(Saved entries)
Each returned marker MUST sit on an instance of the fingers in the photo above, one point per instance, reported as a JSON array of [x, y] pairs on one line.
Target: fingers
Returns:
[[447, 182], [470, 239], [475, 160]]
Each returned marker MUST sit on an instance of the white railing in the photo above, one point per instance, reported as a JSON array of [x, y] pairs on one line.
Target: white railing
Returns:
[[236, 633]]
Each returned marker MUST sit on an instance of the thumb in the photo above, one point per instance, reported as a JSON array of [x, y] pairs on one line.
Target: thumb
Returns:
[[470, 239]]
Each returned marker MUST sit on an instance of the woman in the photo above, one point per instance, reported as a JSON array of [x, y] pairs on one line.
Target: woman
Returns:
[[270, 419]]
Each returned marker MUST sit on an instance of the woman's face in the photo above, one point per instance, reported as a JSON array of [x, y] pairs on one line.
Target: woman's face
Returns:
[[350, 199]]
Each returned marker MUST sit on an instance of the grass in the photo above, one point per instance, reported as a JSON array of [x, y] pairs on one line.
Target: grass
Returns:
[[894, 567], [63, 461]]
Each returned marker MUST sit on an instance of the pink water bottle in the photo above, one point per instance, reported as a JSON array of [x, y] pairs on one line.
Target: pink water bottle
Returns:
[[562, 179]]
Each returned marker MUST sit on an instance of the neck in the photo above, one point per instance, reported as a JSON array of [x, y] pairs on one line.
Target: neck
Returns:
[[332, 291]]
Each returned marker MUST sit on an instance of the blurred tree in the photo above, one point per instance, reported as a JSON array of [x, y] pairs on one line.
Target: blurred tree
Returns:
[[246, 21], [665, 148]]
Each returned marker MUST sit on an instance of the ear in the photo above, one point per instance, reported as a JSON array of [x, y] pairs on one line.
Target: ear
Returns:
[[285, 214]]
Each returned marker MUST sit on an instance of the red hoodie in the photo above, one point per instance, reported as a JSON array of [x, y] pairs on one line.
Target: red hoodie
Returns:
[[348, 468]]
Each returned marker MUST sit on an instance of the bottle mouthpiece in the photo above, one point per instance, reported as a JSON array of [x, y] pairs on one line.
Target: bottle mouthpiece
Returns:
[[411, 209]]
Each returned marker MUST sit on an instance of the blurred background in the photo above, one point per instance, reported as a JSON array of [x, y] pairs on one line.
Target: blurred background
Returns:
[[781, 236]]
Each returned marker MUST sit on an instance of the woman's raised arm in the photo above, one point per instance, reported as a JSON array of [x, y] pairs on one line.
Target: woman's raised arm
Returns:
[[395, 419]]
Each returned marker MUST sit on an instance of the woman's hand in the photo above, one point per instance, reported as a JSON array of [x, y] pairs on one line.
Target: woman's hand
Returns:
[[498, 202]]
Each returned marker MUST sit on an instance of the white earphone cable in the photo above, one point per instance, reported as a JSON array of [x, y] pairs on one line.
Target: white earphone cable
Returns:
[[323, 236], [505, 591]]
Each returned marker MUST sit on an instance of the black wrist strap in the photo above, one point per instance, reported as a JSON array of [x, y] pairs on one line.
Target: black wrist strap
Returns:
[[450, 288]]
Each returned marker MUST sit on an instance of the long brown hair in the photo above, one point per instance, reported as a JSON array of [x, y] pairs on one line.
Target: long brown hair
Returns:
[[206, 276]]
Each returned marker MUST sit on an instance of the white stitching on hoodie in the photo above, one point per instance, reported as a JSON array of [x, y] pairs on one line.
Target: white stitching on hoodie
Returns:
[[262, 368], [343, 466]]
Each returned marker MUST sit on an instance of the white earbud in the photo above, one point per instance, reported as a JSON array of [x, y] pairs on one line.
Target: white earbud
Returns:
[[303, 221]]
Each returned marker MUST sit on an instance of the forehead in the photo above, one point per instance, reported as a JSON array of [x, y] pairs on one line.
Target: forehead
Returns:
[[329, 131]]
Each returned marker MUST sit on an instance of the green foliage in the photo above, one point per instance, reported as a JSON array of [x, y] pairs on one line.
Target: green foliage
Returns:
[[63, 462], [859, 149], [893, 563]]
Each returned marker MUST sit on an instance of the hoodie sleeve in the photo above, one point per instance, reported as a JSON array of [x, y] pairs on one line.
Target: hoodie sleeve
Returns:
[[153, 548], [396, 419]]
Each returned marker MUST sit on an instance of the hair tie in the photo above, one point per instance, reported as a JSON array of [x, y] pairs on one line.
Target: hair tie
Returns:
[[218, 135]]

→ **Work task**:
Which lines of the data include "mouthpiece"? Copy each of them.

→ **Answer**:
Each returned marker MUST sit on an instance of the bottle mouthpiece in the photo above, one point per instance, reported as a JSON array of [x, y] pairs on one line.
Target: bottle mouthpiece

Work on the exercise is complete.